EXERCISE DATA ▸

>>>>

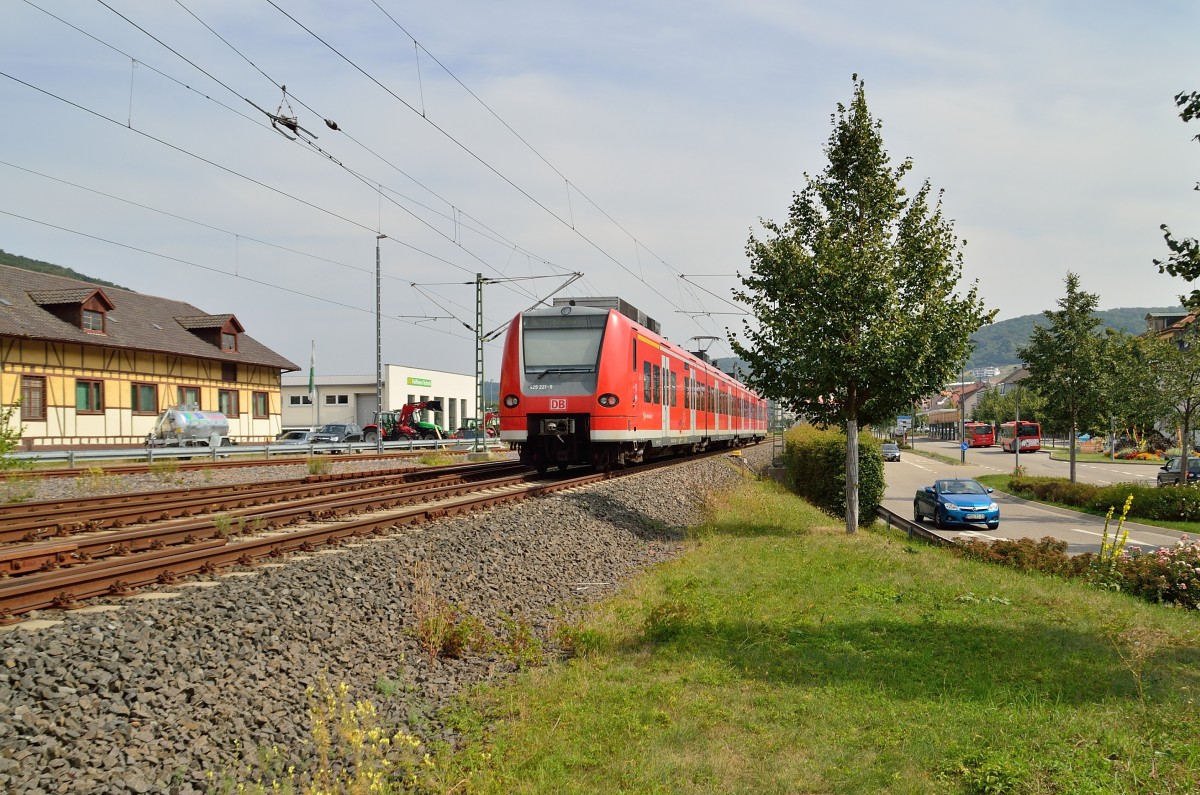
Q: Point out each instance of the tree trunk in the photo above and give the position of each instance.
(851, 476)
(1185, 444)
(1071, 442)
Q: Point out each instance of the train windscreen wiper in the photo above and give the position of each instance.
(568, 368)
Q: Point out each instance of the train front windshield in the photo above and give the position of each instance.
(563, 342)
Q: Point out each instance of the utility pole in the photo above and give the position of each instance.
(378, 356)
(480, 431)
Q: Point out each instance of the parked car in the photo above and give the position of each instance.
(294, 437)
(1169, 473)
(337, 432)
(957, 502)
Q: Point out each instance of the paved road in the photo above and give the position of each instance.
(1018, 518)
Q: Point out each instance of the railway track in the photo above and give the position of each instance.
(185, 465)
(58, 554)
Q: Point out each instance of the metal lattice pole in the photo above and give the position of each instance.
(480, 431)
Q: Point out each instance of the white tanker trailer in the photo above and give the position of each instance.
(187, 426)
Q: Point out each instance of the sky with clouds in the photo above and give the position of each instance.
(636, 143)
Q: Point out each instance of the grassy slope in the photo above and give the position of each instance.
(784, 656)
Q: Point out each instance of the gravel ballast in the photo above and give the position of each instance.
(153, 695)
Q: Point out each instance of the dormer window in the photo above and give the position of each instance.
(84, 308)
(220, 330)
(93, 321)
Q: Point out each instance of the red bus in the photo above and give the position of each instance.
(1025, 435)
(978, 434)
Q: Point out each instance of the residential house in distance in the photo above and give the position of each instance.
(93, 365)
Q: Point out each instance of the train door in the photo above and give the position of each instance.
(665, 396)
(689, 387)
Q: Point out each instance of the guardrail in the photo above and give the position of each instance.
(915, 530)
(151, 454)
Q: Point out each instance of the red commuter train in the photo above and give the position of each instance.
(588, 384)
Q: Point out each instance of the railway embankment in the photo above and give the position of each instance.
(153, 693)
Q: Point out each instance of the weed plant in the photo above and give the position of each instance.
(19, 486)
(95, 480)
(351, 754)
(435, 459)
(781, 655)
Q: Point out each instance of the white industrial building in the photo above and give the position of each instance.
(352, 399)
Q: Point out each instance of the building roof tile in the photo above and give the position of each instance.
(137, 321)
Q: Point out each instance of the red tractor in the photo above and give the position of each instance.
(395, 425)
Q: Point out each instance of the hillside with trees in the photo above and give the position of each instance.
(997, 344)
(25, 263)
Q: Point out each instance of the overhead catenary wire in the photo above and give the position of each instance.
(403, 318)
(387, 190)
(486, 165)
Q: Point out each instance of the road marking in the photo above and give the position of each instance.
(976, 533)
(1090, 532)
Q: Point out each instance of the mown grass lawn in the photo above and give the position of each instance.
(781, 655)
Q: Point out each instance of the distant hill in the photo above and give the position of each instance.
(997, 344)
(25, 263)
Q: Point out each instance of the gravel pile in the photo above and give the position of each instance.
(153, 697)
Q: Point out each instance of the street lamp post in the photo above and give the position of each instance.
(1017, 431)
(963, 414)
(378, 357)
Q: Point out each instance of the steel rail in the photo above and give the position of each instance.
(67, 586)
(35, 521)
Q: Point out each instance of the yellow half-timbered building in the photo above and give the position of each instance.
(90, 365)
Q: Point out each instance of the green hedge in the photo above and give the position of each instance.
(816, 470)
(1149, 502)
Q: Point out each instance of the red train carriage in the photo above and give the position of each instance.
(585, 384)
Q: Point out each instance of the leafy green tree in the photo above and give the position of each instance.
(1132, 400)
(10, 437)
(1176, 366)
(1066, 362)
(1185, 259)
(853, 297)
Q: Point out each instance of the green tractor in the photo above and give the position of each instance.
(395, 425)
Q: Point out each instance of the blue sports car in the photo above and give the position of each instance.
(958, 502)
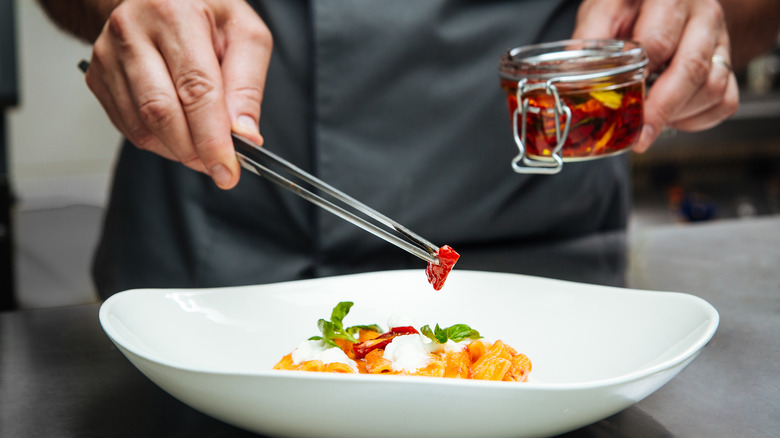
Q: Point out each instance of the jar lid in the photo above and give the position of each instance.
(572, 60)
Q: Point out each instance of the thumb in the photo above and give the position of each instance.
(244, 69)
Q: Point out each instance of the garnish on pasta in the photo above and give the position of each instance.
(458, 351)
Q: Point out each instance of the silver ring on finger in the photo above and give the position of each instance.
(718, 59)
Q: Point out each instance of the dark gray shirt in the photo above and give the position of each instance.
(396, 103)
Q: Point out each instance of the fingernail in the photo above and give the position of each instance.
(221, 175)
(246, 122)
(646, 138)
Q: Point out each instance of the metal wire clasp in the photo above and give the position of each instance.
(522, 163)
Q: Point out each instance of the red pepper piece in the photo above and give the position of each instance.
(437, 274)
(381, 341)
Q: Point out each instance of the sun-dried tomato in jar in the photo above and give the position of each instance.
(573, 100)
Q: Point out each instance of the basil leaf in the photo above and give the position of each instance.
(334, 329)
(339, 312)
(457, 333)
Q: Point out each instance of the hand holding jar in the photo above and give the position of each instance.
(688, 42)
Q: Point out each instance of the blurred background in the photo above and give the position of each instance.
(58, 148)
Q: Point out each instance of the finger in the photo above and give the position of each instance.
(687, 73)
(715, 114)
(248, 45)
(142, 91)
(189, 53)
(598, 19)
(711, 94)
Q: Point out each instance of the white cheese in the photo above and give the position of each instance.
(399, 320)
(407, 352)
(318, 350)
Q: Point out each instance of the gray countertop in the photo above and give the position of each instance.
(60, 376)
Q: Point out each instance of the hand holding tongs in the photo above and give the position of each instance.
(260, 161)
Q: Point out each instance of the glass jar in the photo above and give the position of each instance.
(573, 100)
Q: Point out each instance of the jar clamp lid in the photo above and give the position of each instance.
(554, 69)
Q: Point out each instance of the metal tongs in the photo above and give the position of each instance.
(263, 162)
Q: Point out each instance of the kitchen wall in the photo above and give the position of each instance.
(62, 145)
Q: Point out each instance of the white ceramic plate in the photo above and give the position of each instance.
(595, 351)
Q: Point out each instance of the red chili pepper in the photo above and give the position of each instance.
(381, 341)
(437, 274)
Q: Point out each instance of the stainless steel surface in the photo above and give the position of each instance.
(263, 162)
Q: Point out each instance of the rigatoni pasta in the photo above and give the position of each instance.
(454, 352)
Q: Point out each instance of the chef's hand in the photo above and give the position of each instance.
(175, 77)
(697, 89)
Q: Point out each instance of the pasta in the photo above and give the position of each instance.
(457, 352)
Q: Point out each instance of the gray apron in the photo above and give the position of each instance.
(396, 103)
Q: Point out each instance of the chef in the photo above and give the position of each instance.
(395, 102)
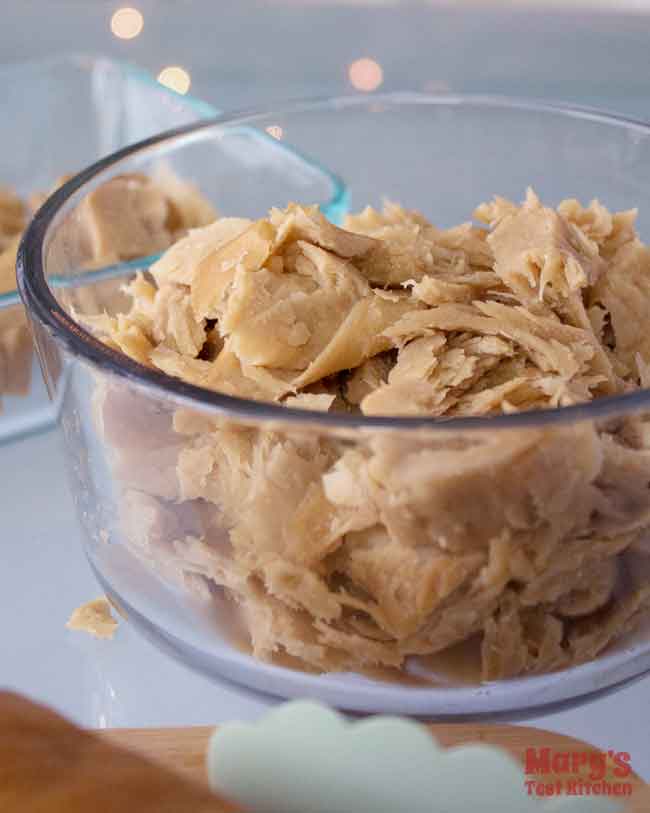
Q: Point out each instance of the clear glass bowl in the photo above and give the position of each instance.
(158, 550)
(58, 116)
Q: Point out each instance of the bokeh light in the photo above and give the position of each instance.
(127, 23)
(276, 131)
(175, 78)
(365, 74)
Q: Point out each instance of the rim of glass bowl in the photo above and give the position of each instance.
(43, 306)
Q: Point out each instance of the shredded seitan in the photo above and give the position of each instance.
(129, 216)
(353, 550)
(95, 618)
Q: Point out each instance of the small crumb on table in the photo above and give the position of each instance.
(95, 618)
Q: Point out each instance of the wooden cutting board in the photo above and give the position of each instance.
(183, 749)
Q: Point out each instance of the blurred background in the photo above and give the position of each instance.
(242, 53)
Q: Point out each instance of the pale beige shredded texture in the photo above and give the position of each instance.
(353, 551)
(129, 216)
(95, 618)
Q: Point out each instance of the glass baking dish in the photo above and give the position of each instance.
(58, 116)
(80, 109)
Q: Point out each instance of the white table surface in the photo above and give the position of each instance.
(249, 53)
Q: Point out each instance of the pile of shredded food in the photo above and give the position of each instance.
(129, 216)
(348, 552)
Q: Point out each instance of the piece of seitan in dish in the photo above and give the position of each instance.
(347, 551)
(129, 216)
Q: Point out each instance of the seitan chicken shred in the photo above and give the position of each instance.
(352, 551)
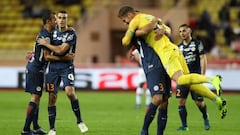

<<<<

EXERCISE INSTRUCTIONS ▸
From the items above, pull out every line that contains the word "pile" and copy each of those lines unchanged.

RESPONSE BELOW ▸
Q: Point out each instance of the gravel pile in the photo above and give the position of each instance.
Q: Point out each instance of the pile of shredded food in the photo above and give the position of each instance.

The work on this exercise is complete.